• Bloc de texte
Papaaaa, on fait un jeu?

Diantre, sa chambre déborde de jouets et pourtant il n’arrive pas à s’amuser tout seul!jeu papa

Edmond est un bon garçon, mais il a un terrible «défaut». Enfin, c’est ce que pensent ses parents… Edmond ne parvient pas à s’occuper seul. «On fait un jeu?» répète-t-il à longueur de journée. Ses géniteurs en ont marre! Ils n’arrivent pas à comprendre le comportement plutôt exaspérant de leur rejeton. Ce dernier souffrirait-il d’un manque flagrant d’autonomie?

«Avant 3 ans, un tout-petit n’a pas envie d’être seul et c’est légitime, estime la psychologue clinicienne Etty Buzin. Il a beaucoup à recevoir, à prendre et à apprendre des adultes.» Cet accompagnement nécessaire et rassurant lui permettra ainsi de développer – comme l’a décrit le pédiatre et psychanalyste britannique Donald Woods Winnicott – «sa capacité de solitude».

Alors, pourquoi Edmond, qui est plus grand, réclame-t-il toujours son père ou sa mère chaque fois qu’il souhaite s’amuser? Auteur de Papa, Maman, laissez-moi le temps de rêver (Albin Michel), la psy précitée avance deux hypothèses: «Soit il est laissé pour compte, soit il est complètement dépendant.» Dans le premier cas, cela signifie sans doute que le diablotin a besoin de sentir que ses parents s’intéressent à lui, sont là pour lui. «J’interprète de plus en plus cet ennui comme une demande de présence parentale», précise d’ailleurs notre interlocutrice.

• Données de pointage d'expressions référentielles
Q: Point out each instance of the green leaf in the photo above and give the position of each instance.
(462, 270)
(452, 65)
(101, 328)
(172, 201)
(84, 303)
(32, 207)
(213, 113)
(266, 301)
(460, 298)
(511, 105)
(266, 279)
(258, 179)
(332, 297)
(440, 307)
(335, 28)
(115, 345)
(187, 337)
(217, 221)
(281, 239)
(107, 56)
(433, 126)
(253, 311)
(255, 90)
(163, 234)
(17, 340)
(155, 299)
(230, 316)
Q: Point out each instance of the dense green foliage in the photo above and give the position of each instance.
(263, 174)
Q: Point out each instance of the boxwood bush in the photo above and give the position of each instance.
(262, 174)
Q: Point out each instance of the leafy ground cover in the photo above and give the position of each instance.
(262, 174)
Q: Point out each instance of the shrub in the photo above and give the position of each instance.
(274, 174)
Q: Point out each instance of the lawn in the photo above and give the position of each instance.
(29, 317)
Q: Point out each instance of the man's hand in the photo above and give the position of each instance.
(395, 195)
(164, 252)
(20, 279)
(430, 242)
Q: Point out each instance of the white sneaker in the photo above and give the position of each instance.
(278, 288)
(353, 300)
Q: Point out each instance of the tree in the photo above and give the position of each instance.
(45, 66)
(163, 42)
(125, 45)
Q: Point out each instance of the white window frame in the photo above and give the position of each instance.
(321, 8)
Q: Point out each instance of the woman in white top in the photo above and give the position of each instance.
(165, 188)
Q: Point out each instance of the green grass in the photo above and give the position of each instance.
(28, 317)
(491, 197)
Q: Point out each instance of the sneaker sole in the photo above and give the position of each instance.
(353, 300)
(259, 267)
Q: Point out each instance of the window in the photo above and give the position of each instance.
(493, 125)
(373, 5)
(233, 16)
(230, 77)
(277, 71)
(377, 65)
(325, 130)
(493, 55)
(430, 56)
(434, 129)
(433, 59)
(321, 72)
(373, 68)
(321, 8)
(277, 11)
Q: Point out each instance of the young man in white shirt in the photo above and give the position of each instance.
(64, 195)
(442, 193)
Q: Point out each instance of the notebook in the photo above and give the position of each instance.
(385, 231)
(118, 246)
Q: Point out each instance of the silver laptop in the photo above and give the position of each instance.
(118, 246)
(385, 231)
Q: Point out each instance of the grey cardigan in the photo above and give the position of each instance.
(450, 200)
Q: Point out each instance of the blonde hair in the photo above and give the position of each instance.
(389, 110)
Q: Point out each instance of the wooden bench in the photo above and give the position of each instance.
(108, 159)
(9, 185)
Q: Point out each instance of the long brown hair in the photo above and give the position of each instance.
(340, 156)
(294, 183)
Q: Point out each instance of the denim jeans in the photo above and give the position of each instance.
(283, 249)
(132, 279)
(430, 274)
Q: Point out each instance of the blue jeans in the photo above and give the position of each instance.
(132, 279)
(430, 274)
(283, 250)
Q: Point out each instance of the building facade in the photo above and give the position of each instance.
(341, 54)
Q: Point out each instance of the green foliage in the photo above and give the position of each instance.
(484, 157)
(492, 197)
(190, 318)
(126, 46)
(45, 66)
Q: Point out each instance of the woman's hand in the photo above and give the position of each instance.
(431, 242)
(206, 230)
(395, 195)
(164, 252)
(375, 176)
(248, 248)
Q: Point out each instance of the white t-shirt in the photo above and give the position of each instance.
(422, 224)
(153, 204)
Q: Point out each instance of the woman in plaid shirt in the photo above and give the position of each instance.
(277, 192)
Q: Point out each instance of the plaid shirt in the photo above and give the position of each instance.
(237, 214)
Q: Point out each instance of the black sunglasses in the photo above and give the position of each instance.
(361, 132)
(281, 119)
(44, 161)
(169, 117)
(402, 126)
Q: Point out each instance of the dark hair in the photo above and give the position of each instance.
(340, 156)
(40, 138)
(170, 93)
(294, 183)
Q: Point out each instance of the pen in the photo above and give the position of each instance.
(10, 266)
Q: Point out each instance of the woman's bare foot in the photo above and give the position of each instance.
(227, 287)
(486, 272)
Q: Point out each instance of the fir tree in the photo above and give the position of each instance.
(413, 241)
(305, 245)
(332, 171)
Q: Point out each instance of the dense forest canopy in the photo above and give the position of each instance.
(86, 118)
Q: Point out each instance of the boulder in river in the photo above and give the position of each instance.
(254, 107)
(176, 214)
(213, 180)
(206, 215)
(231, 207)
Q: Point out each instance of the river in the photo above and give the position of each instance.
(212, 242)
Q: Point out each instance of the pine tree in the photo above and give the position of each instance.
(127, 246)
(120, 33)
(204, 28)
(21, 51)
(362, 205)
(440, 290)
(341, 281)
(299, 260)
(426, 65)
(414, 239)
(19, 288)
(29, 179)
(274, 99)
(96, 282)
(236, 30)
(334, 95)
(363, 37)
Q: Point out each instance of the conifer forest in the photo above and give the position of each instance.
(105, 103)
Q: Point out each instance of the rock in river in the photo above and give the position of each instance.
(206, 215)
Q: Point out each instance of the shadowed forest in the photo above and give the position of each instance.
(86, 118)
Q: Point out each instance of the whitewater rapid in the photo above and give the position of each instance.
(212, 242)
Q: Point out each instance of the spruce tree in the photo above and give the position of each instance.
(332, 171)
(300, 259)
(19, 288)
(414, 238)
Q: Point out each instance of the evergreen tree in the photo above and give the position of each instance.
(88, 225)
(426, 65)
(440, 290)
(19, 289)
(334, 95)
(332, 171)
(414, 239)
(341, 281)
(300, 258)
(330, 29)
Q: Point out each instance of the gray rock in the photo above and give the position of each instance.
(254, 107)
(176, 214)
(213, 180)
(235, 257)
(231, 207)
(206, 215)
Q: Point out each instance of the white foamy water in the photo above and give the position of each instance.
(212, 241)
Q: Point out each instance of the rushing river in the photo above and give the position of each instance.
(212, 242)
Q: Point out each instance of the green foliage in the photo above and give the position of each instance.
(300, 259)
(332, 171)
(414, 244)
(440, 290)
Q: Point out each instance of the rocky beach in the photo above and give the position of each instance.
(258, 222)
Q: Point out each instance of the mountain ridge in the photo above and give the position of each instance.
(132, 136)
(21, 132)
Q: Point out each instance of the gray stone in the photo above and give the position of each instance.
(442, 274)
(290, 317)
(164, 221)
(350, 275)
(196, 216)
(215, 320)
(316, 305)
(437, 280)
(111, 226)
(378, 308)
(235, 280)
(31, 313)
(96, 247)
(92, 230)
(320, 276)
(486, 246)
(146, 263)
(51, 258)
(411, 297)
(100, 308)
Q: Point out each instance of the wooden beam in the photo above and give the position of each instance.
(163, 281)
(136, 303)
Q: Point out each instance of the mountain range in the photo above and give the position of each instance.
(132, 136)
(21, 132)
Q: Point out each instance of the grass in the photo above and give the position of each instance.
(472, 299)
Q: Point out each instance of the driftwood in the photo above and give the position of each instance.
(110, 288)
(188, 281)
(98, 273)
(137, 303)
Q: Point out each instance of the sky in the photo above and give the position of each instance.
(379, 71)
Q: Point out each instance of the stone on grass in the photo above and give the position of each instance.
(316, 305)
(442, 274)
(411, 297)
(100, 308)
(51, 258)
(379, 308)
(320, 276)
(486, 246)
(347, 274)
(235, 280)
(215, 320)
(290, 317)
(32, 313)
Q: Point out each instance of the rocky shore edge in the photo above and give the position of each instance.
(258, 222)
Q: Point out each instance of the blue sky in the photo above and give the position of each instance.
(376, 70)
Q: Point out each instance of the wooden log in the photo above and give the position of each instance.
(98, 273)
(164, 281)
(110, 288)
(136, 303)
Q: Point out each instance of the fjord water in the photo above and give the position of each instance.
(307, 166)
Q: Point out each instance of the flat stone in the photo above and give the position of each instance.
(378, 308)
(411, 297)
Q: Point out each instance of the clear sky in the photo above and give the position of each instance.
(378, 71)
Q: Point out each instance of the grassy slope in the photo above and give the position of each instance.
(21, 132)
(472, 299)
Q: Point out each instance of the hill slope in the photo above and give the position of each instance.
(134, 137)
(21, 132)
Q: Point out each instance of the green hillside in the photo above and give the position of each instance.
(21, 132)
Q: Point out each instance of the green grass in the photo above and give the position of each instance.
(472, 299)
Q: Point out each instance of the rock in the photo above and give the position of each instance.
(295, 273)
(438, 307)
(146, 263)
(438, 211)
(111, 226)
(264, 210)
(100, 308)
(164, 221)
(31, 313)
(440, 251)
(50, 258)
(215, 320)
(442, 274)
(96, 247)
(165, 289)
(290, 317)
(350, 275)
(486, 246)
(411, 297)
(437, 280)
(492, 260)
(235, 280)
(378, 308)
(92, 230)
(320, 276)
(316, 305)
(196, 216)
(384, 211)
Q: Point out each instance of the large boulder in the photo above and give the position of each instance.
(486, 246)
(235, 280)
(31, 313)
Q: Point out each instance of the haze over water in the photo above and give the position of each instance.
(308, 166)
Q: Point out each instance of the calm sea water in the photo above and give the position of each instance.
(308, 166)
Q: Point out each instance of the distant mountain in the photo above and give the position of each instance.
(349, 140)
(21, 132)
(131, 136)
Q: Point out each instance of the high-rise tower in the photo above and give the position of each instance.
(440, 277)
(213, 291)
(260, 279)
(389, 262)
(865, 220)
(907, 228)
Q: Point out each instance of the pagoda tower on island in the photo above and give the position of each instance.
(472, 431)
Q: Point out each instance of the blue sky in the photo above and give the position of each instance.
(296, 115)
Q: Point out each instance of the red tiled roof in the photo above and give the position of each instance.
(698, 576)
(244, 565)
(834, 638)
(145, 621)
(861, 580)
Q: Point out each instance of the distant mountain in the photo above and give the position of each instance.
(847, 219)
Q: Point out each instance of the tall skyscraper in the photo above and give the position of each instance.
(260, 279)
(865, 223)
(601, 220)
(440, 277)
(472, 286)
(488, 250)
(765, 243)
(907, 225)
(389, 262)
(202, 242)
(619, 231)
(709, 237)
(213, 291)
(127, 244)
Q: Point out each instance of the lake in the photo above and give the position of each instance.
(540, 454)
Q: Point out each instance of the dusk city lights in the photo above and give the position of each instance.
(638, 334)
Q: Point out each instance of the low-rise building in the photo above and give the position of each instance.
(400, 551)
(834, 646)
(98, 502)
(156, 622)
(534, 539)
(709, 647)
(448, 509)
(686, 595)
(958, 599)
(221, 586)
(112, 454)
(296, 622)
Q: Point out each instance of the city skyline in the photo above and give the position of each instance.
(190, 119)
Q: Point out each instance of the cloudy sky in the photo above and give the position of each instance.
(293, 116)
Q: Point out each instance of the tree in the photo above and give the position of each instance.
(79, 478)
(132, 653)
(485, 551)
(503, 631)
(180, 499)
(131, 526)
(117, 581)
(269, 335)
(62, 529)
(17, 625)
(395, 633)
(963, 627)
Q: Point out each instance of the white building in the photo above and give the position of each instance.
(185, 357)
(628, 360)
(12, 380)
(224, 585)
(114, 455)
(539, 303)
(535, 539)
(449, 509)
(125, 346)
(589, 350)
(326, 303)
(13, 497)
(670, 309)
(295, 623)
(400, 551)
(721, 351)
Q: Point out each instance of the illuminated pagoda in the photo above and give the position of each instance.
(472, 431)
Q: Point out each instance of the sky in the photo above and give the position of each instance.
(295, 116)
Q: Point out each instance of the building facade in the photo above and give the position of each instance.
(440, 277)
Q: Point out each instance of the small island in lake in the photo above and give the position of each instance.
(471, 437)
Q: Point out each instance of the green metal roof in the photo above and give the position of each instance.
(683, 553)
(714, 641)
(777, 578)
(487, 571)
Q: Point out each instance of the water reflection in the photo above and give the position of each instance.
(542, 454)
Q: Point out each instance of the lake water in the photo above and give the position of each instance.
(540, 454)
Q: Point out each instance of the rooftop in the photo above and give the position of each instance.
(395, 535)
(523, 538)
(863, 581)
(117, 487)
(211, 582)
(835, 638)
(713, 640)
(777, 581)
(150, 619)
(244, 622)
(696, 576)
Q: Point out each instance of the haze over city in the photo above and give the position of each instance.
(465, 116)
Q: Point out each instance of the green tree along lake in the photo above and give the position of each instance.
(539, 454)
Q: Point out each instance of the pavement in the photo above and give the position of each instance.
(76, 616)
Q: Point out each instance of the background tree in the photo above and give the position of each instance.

• Mise en pratique
a – Répondez à ces questions sur l'article sur Edmond.
(i) Quelle phrase Edmond répète-t-il à longueur de journée?
(ii) Selon Etty Buzin, avant quel âge un tout-petit n'a-t-il pas envie d'être seul?
(iii) Quelles sont les deux hypothèses que la psychologue avance au sujet d'Edmond?
b – Écrivez la suite de l'article sur Edmond, à partir de sa dernière phrase.

• Réponses
a –
(i) «On fait un jeu?»
(ii) Avant 3 ans.
(iii) Soit il est laissé pour compte, soit il est complètement dépendant.

b –
Dans le second cas, c’est exactement l’inverse: les géniteurs en font trop! Ils ne laissent pas une minute de répit à junior, s’arrangeant pour noircir son agenda de ministre et l’occuper à plein temps. Résultat: il ne supporte pas d’être isolé, ne serait-ce que quelques secondes. Etty Buzin: «Il est évident qu’un enfant, qui a eu l’habitude qu’on lui mâche tout et qu’on anticipe tout, ne trouvera pas son autonomie propre.»

Trop et trop peu gâtent tous les jeux! «Dans l’éducation, c’est toujours la même histoire, sourit la psychanalyste française. Il faut essayer de trouver le juste milieu. Ne pas confondre détachement avec abandon. Autrement dit, être quand même disponible, pouvoir être sollicité et aussi, de temps à autre, proposer des activités ludiques.»

Pratiquement, il s’agit d’être présent sans être écrasant. Probablement trop collants, les parents d’Edmond devraient avoir davantage foi en lui, se convaincre que leur minot ne risque rien même s’il s’éclate loin de leur regard protecteur, et arrêter enfin de culpabiliser quand, parfois, il n’a rien à faire et «glandouille». Ces temps morts offrent en effet à Edmond une occasion de développer son imagination, de chercher des ressources en lui-même et donc de devenir autonome.